**Job**
Copy out, word for word, the items from the line with "hand with a box." to the line with "[309,122,379,331]", and leave the pictures out.

□ □ □ □ □

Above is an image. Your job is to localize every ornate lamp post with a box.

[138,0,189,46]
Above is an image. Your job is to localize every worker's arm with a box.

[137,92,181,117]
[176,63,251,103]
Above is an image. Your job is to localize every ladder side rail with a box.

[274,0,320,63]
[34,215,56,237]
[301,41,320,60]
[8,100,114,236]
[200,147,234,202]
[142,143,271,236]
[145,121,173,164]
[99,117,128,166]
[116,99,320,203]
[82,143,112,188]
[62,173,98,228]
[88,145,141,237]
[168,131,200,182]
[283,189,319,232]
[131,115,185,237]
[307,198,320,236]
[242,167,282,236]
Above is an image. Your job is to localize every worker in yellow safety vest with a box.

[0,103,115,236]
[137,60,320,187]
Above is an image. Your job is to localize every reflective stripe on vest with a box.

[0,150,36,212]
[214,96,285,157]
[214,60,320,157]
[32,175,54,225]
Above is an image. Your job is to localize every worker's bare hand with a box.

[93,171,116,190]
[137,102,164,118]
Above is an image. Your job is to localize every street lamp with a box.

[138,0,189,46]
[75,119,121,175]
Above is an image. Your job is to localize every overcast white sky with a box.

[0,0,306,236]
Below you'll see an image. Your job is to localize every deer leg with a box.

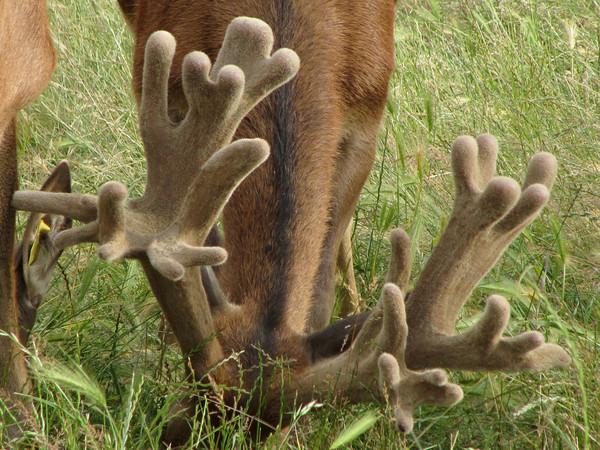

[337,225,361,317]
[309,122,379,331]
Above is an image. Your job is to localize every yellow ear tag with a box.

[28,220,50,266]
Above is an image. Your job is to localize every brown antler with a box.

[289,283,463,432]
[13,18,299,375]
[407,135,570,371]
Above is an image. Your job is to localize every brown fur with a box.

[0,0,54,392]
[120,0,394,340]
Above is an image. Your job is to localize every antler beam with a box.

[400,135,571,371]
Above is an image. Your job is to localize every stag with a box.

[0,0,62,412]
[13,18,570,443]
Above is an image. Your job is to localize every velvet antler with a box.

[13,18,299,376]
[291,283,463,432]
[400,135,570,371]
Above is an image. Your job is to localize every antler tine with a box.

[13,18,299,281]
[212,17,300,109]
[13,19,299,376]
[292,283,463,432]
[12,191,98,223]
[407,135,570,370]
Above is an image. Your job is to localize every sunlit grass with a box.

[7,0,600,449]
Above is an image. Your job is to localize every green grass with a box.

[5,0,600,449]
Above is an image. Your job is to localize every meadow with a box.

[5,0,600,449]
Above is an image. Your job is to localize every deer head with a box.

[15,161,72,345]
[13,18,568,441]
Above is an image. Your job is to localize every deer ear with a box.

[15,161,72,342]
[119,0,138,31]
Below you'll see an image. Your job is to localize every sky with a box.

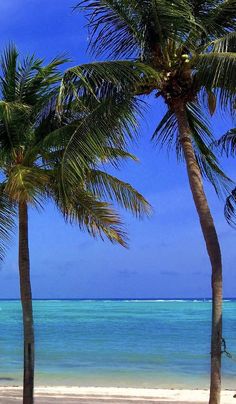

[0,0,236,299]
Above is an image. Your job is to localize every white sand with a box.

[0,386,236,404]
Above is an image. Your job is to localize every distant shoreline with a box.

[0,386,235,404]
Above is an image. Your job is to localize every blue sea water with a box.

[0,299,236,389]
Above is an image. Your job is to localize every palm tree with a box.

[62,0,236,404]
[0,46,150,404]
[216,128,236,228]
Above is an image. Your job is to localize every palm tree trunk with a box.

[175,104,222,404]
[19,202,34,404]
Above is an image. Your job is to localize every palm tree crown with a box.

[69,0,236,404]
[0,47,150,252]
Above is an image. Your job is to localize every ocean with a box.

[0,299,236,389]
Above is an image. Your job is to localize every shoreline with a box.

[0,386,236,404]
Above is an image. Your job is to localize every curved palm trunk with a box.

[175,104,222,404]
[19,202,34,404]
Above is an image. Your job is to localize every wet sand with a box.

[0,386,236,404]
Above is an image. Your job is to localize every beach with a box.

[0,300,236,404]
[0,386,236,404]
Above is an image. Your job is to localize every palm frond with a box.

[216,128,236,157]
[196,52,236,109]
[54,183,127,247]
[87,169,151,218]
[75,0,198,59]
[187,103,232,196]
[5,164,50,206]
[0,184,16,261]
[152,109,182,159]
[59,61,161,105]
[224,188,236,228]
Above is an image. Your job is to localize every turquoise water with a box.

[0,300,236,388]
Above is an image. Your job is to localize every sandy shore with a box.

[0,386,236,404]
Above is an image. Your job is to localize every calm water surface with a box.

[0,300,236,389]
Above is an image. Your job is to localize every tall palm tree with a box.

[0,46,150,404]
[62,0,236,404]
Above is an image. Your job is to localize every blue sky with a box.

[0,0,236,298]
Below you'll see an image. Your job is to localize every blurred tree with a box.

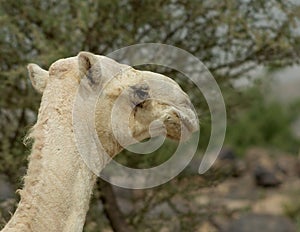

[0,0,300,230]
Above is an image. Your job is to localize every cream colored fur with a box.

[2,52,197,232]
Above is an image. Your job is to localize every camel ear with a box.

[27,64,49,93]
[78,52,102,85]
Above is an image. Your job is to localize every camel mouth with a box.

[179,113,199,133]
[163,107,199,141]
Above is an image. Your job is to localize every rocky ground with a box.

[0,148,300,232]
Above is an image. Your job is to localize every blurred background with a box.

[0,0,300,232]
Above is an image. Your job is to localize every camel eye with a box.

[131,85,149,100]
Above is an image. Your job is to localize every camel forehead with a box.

□ □ □ □ □

**Result of the task**
Above is an image. Your job is to localize every worker's bare hand with a box.

[93,171,116,190]
[137,102,164,118]
Above is an image. Your job is to localize every street lamp with a box.

[138,0,189,46]
[75,119,121,175]
Above is an image. Your job is to localize every overcast white sky with a box.

[0,0,306,236]
Below you'll see an image. Your job is to localize every deer leg with a box.


[337,225,361,317]
[309,122,379,331]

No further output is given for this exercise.